*Exercise brief*: Identify each line in the records below that contains the string "jeans", and copy those lines out.

*Data collection records*:
━━━━━━━━
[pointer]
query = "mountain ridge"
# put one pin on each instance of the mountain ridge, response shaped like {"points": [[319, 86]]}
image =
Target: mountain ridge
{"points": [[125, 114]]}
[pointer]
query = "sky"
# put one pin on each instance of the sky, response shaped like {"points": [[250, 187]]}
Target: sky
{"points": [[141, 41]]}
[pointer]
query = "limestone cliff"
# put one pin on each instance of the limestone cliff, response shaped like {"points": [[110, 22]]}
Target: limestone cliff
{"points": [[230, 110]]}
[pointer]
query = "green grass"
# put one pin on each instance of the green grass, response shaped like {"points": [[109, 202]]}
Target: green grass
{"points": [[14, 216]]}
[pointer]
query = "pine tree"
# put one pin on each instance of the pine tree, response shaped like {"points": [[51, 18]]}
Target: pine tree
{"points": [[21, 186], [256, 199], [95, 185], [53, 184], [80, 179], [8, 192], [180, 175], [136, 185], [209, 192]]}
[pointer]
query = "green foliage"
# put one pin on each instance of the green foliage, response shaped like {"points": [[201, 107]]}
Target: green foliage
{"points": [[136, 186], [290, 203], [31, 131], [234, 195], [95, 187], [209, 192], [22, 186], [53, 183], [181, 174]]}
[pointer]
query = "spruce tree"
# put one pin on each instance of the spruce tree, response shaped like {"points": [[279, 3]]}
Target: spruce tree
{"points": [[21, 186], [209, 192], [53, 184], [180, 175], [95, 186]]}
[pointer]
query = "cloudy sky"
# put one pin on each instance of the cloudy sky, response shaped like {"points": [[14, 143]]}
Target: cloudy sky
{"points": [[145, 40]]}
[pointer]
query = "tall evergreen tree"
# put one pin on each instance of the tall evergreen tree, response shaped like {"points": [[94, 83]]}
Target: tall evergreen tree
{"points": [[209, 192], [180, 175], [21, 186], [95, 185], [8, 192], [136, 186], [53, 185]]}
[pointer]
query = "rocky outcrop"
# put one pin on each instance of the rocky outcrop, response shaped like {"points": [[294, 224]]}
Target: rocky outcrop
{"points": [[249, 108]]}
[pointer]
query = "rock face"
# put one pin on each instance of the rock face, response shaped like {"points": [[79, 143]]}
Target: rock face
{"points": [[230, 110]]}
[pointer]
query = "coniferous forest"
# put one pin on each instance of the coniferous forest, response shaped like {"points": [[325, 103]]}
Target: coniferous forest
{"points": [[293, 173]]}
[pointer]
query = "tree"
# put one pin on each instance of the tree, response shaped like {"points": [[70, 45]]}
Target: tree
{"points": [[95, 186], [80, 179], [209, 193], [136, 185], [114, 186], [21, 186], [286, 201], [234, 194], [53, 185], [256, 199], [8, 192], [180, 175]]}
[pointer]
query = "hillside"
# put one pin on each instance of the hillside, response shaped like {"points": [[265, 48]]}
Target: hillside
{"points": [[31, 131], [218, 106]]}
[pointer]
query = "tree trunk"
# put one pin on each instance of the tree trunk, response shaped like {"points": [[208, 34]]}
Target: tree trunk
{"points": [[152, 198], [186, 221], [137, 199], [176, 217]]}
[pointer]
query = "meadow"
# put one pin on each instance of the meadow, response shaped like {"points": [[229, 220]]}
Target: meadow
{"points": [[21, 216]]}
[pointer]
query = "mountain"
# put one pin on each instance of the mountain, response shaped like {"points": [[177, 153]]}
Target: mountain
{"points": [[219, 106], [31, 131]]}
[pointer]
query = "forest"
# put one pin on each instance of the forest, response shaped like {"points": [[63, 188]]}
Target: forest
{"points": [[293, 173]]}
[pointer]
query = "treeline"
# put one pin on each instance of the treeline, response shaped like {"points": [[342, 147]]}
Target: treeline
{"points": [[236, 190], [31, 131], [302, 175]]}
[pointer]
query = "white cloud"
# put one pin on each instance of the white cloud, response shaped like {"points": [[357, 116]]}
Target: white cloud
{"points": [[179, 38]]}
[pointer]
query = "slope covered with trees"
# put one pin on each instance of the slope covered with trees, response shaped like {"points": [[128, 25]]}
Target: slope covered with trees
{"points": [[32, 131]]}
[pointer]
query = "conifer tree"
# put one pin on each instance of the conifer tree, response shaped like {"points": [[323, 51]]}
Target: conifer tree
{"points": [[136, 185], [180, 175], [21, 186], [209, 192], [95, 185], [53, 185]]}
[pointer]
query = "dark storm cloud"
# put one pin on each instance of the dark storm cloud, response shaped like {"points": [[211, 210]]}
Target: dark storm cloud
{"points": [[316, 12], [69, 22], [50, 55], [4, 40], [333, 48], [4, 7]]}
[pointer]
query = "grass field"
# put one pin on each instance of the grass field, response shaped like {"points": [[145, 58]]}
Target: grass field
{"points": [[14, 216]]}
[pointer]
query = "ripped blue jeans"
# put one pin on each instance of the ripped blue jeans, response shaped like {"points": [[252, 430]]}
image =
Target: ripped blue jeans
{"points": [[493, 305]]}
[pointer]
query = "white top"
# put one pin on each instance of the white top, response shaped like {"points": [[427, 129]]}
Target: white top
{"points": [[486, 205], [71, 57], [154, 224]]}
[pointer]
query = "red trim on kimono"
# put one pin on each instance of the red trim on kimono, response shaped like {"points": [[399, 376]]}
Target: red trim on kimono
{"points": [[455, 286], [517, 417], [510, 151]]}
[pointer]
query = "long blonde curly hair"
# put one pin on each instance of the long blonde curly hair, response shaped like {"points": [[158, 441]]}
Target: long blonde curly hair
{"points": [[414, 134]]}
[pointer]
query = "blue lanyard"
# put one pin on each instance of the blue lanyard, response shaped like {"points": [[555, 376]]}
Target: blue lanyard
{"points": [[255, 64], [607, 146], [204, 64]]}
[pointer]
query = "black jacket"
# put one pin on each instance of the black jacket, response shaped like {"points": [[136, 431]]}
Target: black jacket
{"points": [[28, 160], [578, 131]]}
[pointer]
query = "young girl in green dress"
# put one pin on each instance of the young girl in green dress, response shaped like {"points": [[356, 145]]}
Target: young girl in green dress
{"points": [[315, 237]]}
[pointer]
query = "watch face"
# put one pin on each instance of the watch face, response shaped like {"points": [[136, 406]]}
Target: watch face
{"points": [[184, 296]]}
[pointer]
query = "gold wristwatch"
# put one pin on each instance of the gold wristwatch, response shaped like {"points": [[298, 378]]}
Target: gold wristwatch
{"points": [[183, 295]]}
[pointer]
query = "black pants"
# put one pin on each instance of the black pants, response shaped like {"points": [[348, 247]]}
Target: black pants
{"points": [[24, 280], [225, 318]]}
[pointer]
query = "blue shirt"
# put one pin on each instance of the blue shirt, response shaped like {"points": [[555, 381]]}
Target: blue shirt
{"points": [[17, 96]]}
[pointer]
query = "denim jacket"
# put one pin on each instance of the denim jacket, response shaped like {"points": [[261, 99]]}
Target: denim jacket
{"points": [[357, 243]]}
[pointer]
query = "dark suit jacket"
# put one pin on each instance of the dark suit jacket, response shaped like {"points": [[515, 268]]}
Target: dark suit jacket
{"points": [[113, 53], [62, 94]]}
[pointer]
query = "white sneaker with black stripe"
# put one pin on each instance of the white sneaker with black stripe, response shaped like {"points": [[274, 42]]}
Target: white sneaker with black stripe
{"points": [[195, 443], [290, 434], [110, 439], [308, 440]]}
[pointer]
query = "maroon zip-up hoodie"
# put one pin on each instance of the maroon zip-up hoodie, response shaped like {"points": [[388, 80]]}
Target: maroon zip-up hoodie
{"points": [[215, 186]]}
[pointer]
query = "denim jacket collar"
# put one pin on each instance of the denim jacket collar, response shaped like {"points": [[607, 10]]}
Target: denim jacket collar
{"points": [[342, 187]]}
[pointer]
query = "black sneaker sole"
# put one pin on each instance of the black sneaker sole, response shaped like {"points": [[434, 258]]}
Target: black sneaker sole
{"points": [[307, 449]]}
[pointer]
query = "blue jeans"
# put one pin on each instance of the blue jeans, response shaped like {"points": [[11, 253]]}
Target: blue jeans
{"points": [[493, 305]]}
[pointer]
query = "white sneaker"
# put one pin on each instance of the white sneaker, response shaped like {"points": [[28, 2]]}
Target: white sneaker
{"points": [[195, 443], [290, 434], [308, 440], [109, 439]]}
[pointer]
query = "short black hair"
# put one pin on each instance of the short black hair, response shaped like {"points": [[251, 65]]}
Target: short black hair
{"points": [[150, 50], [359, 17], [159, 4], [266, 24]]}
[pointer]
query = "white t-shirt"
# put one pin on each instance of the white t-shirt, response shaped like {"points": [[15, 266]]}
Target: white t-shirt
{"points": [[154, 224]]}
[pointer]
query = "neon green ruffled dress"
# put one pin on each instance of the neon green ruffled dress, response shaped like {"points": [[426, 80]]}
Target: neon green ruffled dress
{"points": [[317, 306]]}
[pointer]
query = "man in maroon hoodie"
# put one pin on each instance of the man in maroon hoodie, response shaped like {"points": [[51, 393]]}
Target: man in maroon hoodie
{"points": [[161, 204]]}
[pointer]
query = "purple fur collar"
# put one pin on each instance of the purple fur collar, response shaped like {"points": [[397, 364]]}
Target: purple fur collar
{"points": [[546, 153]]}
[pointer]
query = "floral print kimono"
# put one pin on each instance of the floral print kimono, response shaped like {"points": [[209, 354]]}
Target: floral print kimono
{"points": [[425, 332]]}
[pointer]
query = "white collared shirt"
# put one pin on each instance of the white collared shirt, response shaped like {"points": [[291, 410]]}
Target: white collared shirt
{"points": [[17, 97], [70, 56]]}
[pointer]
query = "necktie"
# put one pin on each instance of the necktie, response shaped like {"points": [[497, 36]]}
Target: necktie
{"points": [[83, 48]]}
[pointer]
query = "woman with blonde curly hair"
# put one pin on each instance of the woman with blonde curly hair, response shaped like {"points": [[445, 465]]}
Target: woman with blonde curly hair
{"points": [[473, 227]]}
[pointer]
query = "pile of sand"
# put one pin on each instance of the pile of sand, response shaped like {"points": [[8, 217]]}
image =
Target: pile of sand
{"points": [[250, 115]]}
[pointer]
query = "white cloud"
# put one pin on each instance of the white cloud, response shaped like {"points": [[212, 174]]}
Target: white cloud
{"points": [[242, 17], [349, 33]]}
━━━━━━━━
*Response to the exercise*:
query = "ripped blue jeans"
# put one pin on each instance of the ripped blue jeans, response shaped like {"points": [[252, 430]]}
Target: ripped blue jeans
query = "blue jeans"
# put one pin on each instance of the blue jeans, response shaped like {"points": [[11, 253]]}
Target: blue jeans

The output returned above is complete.